OBJECTIF
Prolongez le texte consacré à L'Enjeu, le « petit livre orange » de l'UDR, à partir de sa dernière phrase.

═══ EXTRAIT SOURCE ═══

« Préface » de L'enjeu. UDR 75
« Les grandes ambitions font faire de grandes choses » : c’est en ces termes très gaulliens que Jacques Chirac s’adressait en juin 1975 aux assises nationales de l’UDR (Union des démocrates pour la République) et c’est cette même allocution qui sert de préface à ce « petit livre orange » signé de son nom.
L’ouvrage, qui se présente un peu comme un catéchisme du mouvement gaulliste, vise à faire le point de la doctrine, un point d’autant plus nécessaire que le monde change rapidement et que la crise de la société appelle des réponses et des solutions nouvelles : « À chaque instant tout est remis en cause. À chaque instant les gaullistes doivent apporter des réponses nouvelles. La plus haute fidélité est la fidélité à l’avenir. Il n’y a pas d’indépendance dans l’immobilisme. La France indépendante ne peut être que la France du changement. »
Sans minimiser l’importance de la vision globale qui anime les rédacteurs de L’Enjeu, nous voudrions seulement attirer l’attention des lecteurs sur l’intérêt de ce petit livre en ce qui concerne la défense.
S’il est un domaine où la continuité s’impose, c’est bien celui-là en effet. Le petit livre orange ne manque donc pas de rappeler la nécessité d’une défense nationale puissante et autonome, condition indispensable à la survie d’une France maîtresse de ses décisions dans ce monde où tout est en train de bouger dangereusement. « Aucune nation ne peut s’en remettre à une autre pour assurer son indépendance. Il peut et il doit y avoir des alliances. Il ne peut y avoir report de responsabilité et, a fortiori, démission ». On ne peut dire plus clairement qu’il ne saurait y avoir de solution à notre défense par un retour à l’atlantisme. Et de fait, le Premier ministre réaffirme avec force la volonté de l’UDR de « poursuivre notre politique dans le domaine nucléaire afin de doter notre pays d’un armement moderne et suffisamment dissuasif ». En même temps est réaffirmé l’attachement des gaullistes à un service militaire rénové, démocratique et populaire, associant tous les Français à la mission nationale de défense.

═══ ENTRÉES EXTRAITES ═══

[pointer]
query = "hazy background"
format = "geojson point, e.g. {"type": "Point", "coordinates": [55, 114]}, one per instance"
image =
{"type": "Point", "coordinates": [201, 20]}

═══

RÉSULTAT OBTENU
Après avoir rejeté toute théorie de désarmement unilatéral et toute tentative, vaine et irresponsable, de baser un système de défense sur la non-violence, les héritiers de la pensée politique du général de Gaulle et de Georges Pompidou assignent à cette défense quatre objectifs :
– la protection de l’indépendance et la sauvegarde de l’intégrité du territoire ;
– la participation au maintien de la paix et de la sécurité dans deux zones qui sont, pour la France, essentielles : le continent européen et le bassin méditerranéen ;
– la défense de nos communications maritimes essentielles ;
– l’exercice des responsabilités mondiales de la France dans les départements et territoires d’outre-mer qui sont partie intégrante de la République, auprès des États indépendants qui contractent librement des liens privilégiés avec la France pour leur sécurité extérieure, enfin dans une zone quelconque du monde pour la protection des nationaux français ou à la demande de l’ONU pour le maintien de la paix.
On voit ainsi apparaître – et c’est un fait nouveau – trois zones concentriques dans lesquelles la France entend défendre ses droits avec des moyens plus ou moins puissants :
Tout d’abord, le « sanctuaire » national qui doit rester inviolable et justifie la possession d’une force nucléaire capable de faire peser sur tout agresseur la menace de dommages graves qu’entraînerait la destruction « objectifs d’importance et économique telle que l’enjeu que représente le territoire français ne vaille plus la peine d’être conquis ou détruit ».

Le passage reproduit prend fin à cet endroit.